**Requirement**
Identify every line in the listing that contains the word "bollard", and copy each one. Case counts.

Point placement records

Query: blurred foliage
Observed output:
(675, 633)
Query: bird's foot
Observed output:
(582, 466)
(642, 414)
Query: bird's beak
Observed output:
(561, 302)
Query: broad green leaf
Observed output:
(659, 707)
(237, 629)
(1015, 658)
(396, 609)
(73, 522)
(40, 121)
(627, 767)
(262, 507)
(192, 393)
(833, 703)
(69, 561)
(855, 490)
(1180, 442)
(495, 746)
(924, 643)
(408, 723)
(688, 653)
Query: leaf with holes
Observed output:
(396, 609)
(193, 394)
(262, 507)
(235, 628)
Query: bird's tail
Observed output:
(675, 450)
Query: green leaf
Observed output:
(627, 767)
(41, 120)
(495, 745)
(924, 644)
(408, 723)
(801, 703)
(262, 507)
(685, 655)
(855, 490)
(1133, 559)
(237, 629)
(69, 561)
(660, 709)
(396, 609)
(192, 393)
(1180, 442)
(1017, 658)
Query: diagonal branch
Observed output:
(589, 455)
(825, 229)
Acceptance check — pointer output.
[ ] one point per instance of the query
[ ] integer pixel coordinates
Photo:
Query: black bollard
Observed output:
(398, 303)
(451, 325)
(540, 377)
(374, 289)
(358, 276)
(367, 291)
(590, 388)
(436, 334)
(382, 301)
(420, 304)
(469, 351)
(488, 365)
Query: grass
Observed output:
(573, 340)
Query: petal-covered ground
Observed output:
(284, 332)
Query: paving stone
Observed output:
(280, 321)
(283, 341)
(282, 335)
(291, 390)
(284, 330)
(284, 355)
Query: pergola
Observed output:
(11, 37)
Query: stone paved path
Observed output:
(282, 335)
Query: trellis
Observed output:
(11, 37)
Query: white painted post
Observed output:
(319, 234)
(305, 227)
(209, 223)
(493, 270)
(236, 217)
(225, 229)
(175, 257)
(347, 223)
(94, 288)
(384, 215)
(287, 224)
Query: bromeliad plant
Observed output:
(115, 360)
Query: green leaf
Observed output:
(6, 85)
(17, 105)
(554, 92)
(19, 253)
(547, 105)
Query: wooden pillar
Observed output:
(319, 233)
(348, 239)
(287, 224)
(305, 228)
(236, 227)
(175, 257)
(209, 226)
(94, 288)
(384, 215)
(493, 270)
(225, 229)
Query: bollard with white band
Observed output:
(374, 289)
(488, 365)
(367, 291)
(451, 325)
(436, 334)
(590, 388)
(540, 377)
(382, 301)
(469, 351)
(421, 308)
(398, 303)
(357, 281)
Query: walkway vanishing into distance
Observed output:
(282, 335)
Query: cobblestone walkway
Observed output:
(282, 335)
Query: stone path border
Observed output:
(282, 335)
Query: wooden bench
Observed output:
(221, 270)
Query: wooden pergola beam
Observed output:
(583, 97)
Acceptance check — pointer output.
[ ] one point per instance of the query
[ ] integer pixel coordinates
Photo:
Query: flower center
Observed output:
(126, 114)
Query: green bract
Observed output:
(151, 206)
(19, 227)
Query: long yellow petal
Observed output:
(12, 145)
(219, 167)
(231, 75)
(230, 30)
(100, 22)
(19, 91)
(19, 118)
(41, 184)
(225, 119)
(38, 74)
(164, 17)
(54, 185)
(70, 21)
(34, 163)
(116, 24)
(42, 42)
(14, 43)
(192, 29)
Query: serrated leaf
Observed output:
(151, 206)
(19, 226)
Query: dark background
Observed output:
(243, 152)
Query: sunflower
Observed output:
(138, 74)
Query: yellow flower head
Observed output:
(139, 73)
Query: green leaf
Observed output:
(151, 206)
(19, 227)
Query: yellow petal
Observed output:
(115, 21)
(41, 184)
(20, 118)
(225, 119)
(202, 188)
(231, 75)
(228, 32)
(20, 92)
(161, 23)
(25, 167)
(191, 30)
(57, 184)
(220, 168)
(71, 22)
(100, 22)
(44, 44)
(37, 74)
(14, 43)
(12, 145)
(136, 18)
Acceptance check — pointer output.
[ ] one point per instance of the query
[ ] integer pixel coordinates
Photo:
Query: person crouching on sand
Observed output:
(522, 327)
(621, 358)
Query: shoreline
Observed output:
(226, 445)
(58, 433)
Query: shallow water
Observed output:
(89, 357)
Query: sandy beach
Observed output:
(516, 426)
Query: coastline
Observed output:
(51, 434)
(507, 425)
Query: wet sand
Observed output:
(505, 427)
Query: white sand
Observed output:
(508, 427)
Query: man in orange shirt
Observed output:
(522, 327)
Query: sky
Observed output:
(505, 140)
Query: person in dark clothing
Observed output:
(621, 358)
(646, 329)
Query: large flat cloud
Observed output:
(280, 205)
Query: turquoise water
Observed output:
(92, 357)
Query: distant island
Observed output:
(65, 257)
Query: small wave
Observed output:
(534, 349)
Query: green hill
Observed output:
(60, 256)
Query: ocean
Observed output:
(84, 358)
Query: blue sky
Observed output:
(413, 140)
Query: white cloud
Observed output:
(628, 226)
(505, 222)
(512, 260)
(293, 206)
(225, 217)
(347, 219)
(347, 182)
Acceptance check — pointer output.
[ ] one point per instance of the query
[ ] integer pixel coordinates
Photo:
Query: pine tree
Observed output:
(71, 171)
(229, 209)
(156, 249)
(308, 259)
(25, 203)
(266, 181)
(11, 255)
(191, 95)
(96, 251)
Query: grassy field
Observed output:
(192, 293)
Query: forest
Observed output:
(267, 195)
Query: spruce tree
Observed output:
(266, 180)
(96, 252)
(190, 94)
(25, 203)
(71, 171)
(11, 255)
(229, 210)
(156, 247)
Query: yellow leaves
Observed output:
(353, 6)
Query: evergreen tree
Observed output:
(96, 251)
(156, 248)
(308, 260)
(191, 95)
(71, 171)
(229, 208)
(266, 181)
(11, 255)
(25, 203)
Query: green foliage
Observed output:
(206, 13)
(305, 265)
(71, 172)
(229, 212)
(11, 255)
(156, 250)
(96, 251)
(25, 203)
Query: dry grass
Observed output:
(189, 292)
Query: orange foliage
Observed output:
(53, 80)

--

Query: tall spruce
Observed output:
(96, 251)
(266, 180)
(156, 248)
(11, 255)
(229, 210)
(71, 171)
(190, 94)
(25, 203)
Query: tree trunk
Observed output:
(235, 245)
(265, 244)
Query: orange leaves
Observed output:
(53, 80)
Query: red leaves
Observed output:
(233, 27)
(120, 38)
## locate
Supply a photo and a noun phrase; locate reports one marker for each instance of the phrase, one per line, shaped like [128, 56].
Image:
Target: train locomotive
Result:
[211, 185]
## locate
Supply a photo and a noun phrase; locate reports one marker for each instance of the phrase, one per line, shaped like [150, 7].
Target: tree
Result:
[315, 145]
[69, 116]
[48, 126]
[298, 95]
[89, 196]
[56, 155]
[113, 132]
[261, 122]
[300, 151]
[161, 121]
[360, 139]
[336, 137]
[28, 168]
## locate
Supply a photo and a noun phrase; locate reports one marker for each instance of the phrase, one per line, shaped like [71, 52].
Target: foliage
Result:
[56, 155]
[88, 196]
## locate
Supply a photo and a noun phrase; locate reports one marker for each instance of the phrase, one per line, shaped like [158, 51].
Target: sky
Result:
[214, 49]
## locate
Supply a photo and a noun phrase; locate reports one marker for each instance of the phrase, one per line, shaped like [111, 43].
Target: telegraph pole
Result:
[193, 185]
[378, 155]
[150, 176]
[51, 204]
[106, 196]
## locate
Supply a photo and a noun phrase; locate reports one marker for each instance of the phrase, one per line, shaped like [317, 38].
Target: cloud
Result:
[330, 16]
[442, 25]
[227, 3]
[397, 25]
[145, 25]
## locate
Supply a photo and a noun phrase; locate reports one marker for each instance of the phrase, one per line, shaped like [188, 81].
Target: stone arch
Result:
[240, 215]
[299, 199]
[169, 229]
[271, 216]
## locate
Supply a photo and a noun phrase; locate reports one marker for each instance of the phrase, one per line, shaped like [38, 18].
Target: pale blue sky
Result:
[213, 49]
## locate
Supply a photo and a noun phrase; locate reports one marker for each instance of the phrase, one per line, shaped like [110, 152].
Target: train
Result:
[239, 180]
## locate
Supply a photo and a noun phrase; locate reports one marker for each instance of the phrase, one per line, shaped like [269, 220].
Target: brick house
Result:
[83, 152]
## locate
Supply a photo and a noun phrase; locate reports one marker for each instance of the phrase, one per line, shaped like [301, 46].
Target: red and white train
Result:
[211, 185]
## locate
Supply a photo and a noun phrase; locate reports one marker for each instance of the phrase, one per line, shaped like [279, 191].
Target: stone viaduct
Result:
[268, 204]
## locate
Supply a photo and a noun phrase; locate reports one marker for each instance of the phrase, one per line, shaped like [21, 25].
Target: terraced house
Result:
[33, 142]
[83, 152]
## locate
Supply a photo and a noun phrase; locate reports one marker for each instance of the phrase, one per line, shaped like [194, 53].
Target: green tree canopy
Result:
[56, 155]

**Solution below**
Query: black bollard
Query: bollard with white band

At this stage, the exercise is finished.